* _Consegna 1_:
Restituisci tali e quali le righe delle voci che vanno dall'inizio delle voci fino alla riga contenente "[0,0,133,44]", estremi compresi. Ometti le immagini.

== Documento

E’ passato quasi un anno dall’ultima volta che ci siamo avventurati nei nuovi rami trovati dagli ungheresi in Gortani, oltre la frana “Widow maker”, la crea vedove, che per quasi 10 anni ha bloccato le esplorazioni in questa parte di cavità.
In uscita dalla punta esplorativa, sullo sfondo sua maestà il Bila Pec
Condotte in faglia dopo la “Widow Maker”
La volta passata, su suggerimenti degli amici ungheresi, eravamo andati a eseguire una risalita sopra il P100, dove la grotta sprofonda di nuovo verso gli attivi, e si perde la quota delle grandi gallerie percorse per arrivare fin questo punto. Obbiettivo ovviamente è ritrovare i vecchi freatici, per poterci spostare ancora verso est, sognando collegamenti con gli abissi del Pala Celar. La risalita purtroppo non ci aveva portato a scovare interessanti prosecuzioni, se non infimi meandrini in testa al pozzo, apparentemente senz’aria. Ma allora tutta l’aria che percorre i rami che portano a questo pozzone da dove arriva? Sconsolati torniamo alla partenza del P100 e ci caliamo sulle corde del pozzo, già disceso dagli ungheresi le esplorazioni passate. Dopo una sessantina di metri individuiamo una promettente finestra dall’altro lato, in direzione esattamente contraria a dove si sviluppano i rami attivi che dipartono dal fondo del pozzacchione. Torniamo alla partenza e prepariamo il materiale, abbiamo 100 metri di corda, traversiamo in alto e ci caliamo pendolando fino ad intercettare il finestrone, 10×5 di diametro, la polvere dei fori dei fix va via orizzontale, buon segno. Entrati nei nuovi ambienti, continuiamo a scendere, pendolando in direzione est, fino a toccare un pavimento solido. La corda arriva giusta fino a qui, non ne abbiamo più, proseguiamo lasciando trapano e attacchi e percorriamo questi grandi ambienti impostati su una imponente frattura, fin dove sarà possibile proseguire? Percorsi una cinquantina di metri, ci affacciamo su un bel pozzone. Giù una pietra! Contiamo……, saranno 50? 60 metri? forse qualcosa di più. Illuminiamo l’ambiente con le luci di profondità, alla ricerca di qualche finestra. Proprio in testa al pozzo, 50 metri più in alto e dalla parte opposta, la forma del soffitto sembra indicarci la presenza di scallops, ci sarà una galleria? Sarà la continuazione delle grandi gallerie da cui siamo arrivati? Certo, la parete da scalare si presenta ostica, quasi tutta da artificiale, un bel lavoretto in sospeso. Intanto ci rifocilliamo e ci avviamo all’uscita, contenti di queste nuove scoperte, sono cmq 5/6 ore di progressione per arrivare fin qua, e qualcosa di più per uscirne stanchi. Alla punta hanno partecipato Stefano “Giusto” Guarniero (Grotta Continua), Edoardo Gobet (GSSG) e il sottoscritto.

====
== Dati in ingresso

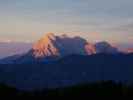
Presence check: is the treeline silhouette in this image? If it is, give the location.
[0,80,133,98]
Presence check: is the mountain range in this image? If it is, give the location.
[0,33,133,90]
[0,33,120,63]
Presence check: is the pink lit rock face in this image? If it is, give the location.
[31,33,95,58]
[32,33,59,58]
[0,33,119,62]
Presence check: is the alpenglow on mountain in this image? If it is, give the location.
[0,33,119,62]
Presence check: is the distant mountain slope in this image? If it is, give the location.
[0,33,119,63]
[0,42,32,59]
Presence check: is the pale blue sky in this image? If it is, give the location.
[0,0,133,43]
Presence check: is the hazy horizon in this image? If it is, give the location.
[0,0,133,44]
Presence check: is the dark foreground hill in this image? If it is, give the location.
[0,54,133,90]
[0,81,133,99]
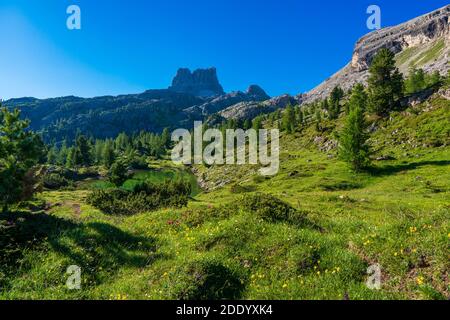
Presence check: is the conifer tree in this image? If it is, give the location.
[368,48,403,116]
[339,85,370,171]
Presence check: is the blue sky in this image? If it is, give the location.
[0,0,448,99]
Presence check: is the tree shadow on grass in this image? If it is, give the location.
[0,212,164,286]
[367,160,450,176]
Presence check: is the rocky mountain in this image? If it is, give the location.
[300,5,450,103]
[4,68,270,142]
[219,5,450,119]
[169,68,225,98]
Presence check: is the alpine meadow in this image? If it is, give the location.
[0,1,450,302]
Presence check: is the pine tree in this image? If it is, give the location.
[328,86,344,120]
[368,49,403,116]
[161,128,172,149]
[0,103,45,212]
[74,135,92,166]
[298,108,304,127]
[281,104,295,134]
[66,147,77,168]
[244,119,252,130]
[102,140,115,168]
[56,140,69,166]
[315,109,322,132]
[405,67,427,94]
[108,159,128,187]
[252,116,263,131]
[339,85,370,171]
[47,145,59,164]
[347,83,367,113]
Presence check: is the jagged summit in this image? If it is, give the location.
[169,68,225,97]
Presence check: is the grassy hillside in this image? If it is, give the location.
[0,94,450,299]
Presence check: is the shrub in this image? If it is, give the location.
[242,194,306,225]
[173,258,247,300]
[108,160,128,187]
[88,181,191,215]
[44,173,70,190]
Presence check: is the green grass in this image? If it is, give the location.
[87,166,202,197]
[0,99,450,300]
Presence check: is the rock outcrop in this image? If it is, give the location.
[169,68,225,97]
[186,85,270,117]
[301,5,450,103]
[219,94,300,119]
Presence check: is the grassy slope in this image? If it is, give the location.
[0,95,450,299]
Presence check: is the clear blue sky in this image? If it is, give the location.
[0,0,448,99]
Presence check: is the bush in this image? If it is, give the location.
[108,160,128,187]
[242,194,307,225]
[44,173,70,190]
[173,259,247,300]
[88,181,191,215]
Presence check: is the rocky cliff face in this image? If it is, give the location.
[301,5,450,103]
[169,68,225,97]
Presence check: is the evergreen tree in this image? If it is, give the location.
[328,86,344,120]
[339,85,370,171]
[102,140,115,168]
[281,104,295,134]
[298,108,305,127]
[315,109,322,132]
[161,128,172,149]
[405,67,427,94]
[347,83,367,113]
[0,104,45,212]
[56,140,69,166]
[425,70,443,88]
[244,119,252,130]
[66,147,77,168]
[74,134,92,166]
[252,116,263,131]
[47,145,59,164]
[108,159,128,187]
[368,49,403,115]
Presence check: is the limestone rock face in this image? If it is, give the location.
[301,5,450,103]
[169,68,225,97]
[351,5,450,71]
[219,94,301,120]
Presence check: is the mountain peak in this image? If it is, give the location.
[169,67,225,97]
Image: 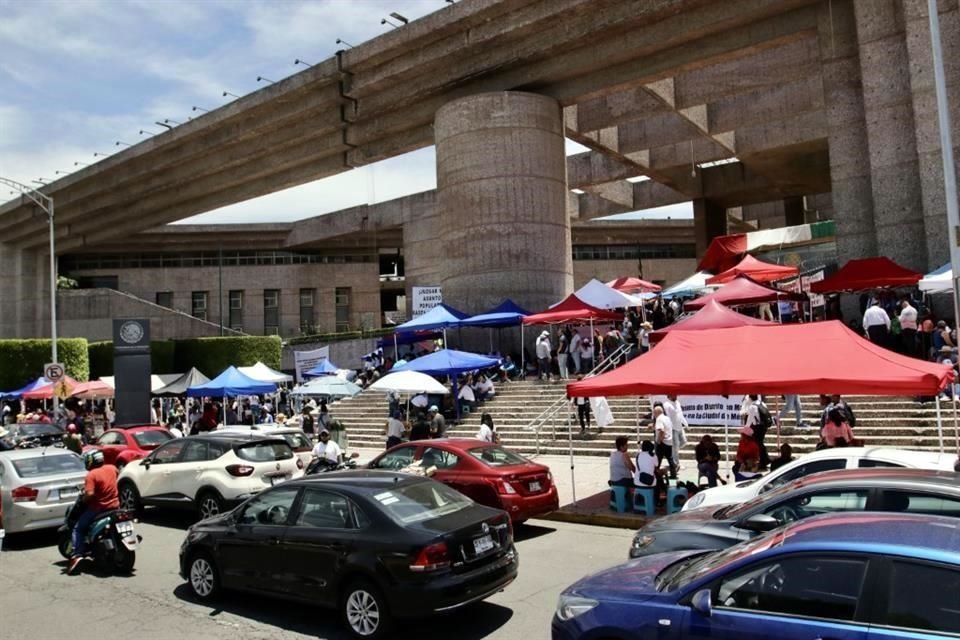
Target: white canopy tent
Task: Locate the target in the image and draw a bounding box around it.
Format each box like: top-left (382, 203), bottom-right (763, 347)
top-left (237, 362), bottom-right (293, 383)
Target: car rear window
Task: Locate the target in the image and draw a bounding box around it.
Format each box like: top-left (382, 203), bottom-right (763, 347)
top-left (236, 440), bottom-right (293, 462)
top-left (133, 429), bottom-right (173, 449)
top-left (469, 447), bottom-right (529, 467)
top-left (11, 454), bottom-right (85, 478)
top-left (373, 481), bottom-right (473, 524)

====

* _Consegna 2_:
Riprendi la relazione sull'esplorazione in Gortani dal punto in cui si interrompe.

* _Risultato atteso 1_:
Presence check: is the treeline silhouette in this image? If it is, give the location.
[0,80,133,98]
Presence check: is the mountain range in this image? If it is, give the location.
[0,33,133,90]
[0,33,120,63]
Presence check: is the pink lit rock face in this image? If it is, give the location.
[31,33,95,58]
[32,33,59,58]
[0,33,119,62]
Presence check: is the alpenglow on mountain in this image? If it is, give the location.
[0,33,119,62]
Presence check: is the distant mountain slope in this image? If it is, give the location.
[0,33,119,63]
[0,42,32,59]
Presence check: is the pale blue sky in this image? If it is, give the location.
[0,0,133,43]
Presence check: is the hazy horizon in this image? If it is, give the location.
[0,0,133,44]

* _Risultato atteso 2_:
Monkey bridge
Tra le varie esplorazioni del sistema di Clemente passa tutta l’estate senza vederci tornare al Gortani. Con dicembre, complice la neve che impedisce l’accesso agli ingressi del Grande Poiz, si opta per una punta veloce, per cercare di spingerci ancora ad est, sognando collegamenti futuri non più così tanto improbabili….
Depositi stratificati di sabbia fossile
Le grandi gallerie fossili
Siamo nuovamente in 3, Alessandro Benazzato (Club Speleologico Proteo Vicenza), Alessandro “Sandrin” Mosetti(GTS) ed io. Obbiettivo di questa punta: risalire! Perché i pozzi non si scendono, si arrampicano! (…e speremo de no ciapar de mone se no trovemo un klinz…..). Saliamo il sabato mattina, tappa al Gilbo per un caffè e per salutare Irene e Fabio, gestori del rifugio, e poi via verso il Bila Pec, dove con una risalita in parete si accede all’abisso Rolo, uno degli ingressi del sistema del Col delle Erbe-Gortani (circa 45km sviluppo). Una serie di verticali, intervallate da corti meandrini, ci porta velocemente a 400m di profondità. Da qui fino alle zone esplorative sarà tutto un salire e scendere tra frane, ambienti di crollo, grandi fratture e grandi gallerie. Perdiamo tempo a fare qualche filmato e qualche foto (siamo passati da non documentare niente ad essere in 3 con 3 fotocamere!!!), ciononostante, in circa 6 ore siamo in zona esplorativa. Ci turneremo nell’artificiale, comincia Sandrin, io faccio sicura, Benaz documenta con qualche foto/video.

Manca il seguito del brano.